[Items from a dataset]
****************

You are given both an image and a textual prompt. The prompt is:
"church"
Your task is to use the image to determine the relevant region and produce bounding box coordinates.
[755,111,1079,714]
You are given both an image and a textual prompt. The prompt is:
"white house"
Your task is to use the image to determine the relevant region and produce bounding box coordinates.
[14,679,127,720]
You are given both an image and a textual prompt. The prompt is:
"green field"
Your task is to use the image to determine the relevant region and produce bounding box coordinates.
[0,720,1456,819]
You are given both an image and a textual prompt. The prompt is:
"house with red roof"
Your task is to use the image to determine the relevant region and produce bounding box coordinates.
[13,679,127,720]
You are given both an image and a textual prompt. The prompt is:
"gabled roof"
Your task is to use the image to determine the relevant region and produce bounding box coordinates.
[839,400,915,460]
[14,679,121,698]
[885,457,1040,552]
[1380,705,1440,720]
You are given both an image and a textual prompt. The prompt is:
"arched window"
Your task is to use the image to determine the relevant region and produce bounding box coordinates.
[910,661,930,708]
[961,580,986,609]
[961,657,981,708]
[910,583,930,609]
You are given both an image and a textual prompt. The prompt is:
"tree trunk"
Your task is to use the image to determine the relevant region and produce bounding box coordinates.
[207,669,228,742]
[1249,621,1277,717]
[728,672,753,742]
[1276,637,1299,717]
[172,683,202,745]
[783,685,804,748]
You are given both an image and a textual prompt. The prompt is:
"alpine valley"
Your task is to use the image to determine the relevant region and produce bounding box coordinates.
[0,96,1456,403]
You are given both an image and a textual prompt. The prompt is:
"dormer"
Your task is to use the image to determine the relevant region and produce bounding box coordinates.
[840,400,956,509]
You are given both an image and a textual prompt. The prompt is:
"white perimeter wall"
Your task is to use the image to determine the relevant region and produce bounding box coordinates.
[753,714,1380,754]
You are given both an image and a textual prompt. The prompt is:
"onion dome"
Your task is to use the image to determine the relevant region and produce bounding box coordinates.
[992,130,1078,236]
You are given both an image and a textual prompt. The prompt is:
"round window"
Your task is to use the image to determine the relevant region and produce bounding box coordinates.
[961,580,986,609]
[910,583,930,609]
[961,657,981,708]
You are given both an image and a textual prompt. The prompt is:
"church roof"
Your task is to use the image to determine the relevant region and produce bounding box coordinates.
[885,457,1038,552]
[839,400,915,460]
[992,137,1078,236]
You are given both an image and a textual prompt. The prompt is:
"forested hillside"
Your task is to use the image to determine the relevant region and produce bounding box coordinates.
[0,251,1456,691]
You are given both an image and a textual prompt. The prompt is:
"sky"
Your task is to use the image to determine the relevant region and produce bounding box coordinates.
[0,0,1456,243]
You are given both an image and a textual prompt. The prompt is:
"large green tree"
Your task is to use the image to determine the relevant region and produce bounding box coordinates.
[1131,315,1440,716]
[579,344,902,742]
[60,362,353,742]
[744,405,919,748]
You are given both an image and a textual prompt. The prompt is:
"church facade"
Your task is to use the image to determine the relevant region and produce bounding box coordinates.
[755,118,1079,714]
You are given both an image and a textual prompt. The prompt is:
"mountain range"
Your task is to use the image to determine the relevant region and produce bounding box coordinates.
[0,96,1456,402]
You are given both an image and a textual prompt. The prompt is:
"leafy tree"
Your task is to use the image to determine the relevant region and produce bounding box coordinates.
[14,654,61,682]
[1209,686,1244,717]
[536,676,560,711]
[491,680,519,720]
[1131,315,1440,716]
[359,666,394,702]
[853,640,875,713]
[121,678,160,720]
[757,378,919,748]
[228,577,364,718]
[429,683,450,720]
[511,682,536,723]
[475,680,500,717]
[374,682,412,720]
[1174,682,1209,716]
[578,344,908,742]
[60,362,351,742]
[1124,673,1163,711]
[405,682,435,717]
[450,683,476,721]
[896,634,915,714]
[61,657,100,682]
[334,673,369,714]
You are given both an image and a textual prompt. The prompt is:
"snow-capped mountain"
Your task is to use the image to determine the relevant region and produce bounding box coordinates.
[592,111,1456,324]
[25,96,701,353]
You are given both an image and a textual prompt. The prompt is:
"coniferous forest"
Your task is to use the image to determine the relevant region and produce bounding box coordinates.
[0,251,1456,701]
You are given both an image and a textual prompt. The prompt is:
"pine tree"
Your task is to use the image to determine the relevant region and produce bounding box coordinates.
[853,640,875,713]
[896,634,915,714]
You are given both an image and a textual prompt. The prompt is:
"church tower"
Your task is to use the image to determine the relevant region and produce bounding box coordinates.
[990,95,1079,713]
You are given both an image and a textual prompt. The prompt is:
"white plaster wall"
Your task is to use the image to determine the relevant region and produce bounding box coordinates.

****************

**Task description**
Reproduce every line of the data above without any changes.

**Final result**
You are given both an image and a textual prompt. The prompt is:
"church"
Your task is to use the image to determine the relevant region and produce bounding box coordinates.
[755,111,1079,714]
You are given both an image and a textual prompt. The prompt is:
"white house"
Your task is to use the image to determine the relevant region and produce bounding box coordinates.
[14,679,127,720]
You are given both an image and a textual prompt. The prompt is:
"green field"
Your task is to use the image to determine the relevant region and produce bounding box coordinates.
[0,720,1456,819]
You are given both an image and a textual prompt. The prompt is:
"house with red roof"
Your task is to use the image to determine the relevant region and produce bounding box coordinates.
[13,679,127,720]
You are given both an image and a textual prompt. The prompt is:
"gabled roof"
Your task is to use the image to determine the relevant region and produce bounding box coordinates.
[839,400,915,460]
[14,679,121,698]
[885,457,1040,552]
[1380,705,1440,720]
You are given both an image and a textual prompt. The prompt is:
"arched window"
Your task is to use the image to determine the relevant region and produce bounding box coordinates.
[910,661,930,708]
[961,580,986,609]
[961,657,981,708]
[910,583,930,609]
You are given both an image and a textual prompt. The prompt is:
"tree trunk"
Your task is to use the image to determine the relevant region and produce bounding box coordinates.
[207,669,228,742]
[1249,621,1277,717]
[728,672,753,742]
[1276,637,1299,717]
[172,683,202,745]
[783,685,804,748]
You are given both an image and a textual prompt. The prompt is:
"alpine valley"
Your task is to use the image to determine the relevant region and produce bounding box coordinates.
[0,96,1456,403]
You are given both an image and a textual prompt. The prompt is:
"dormer"
Your task is to use the image to determine the relevant region and produce bounding box coordinates.
[840,400,956,509]
You are given both an image and a textual prompt. The prompt is:
"white perimeter wall"
Your task is to use the image to determine the relevant region and produce bounding box coordinates.
[753,714,1380,754]
You are given both an image and a textual prompt. The prompt is:
"onion dome"
Your task is to use the image to determine the relevant region and produce bounding box coordinates.
[992,130,1078,236]
You are given both an image and a textual prompt. The prompt is:
"round window"
Your task is to use the image to determine the relevant region and produce bounding box coordinates.
[961,580,986,609]
[910,583,930,609]
[961,657,981,708]
You are given both an image and a textual prompt. The prompt is:
"church roof"
Your task is to use the image to determine the relevant region and produce bounding box coordinates.
[885,457,1038,552]
[839,400,915,460]
[992,137,1078,236]
You are given both an image and a textual prompt. The prompt is:
"forested hillside"
Your task is to use the image to determine the relevant region and produce bounding box coordinates.
[0,251,1456,691]
You are given both an image and a textual prompt. The prompt is:
"sky"
Your task is to use the image to determine the relevant region and produce bounding box coordinates.
[0,0,1456,243]
You are given both an image and a textual prompt. The prompt is:
"large green tree"
Your task is to use the image to determine the relevant region and produce bounding box coordinates.
[1131,315,1440,716]
[579,344,902,742]
[60,362,353,742]
[744,405,919,748]
You are given both an image and a textual prompt. The prompt is:
"church facade"
Your task is to use the image to determine the relevant region and produce bounding box coordinates.
[755,118,1079,714]
You are given both an image and a textual prompt. The prompt is:
"mountain range"
Your task is to use the image to determine the relevant region and produce bounding box coordinates.
[0,96,1456,402]
You are given both an image and a textual prompt. The prompt is:
"leafy tree"
Your task is to use the image to determine the relevant region and produce bounding box coordinates.
[14,654,61,682]
[1209,686,1244,717]
[536,676,560,711]
[491,680,519,720]
[1131,315,1440,716]
[359,666,394,702]
[853,640,875,713]
[121,678,160,720]
[757,378,919,748]
[228,577,364,718]
[429,683,450,720]
[511,682,536,723]
[475,680,500,717]
[374,682,412,720]
[1174,682,1209,716]
[578,344,908,742]
[60,362,351,742]
[1124,673,1163,711]
[405,682,435,717]
[450,683,476,721]
[896,634,915,714]
[61,657,100,682]
[334,673,369,714]
You are given both an image and a textual prompt. The prompt is:
"snow-capped mountain"
Your task is to use the image to determine the relevant region and produce bounding box coordinates.
[592,111,1456,324]
[25,96,701,353]
You are given both an image and a textual prompt. The prompt is:
"coniferous forest"
Your task is to use the image to determine the relevant region and produce bounding box coordinates.
[0,251,1456,701]
You are given both an image and a textual prompt. The prompt is:
"pine tree"
Your task is to use the image to determine the relevant region and produce bounding box coordinates.
[853,640,875,713]
[896,634,915,714]
You are given both an image and a textual prompt. The prompt is:
"church tower"
Your task is to use the image to determine the relevant region and produce bounding box coordinates.
[990,95,1079,713]
You are given both an image and a textual prompt. The prompt is:
"white plaster wall"
Your task is to use the image to determine the relevant region and produce bounding box coordinates.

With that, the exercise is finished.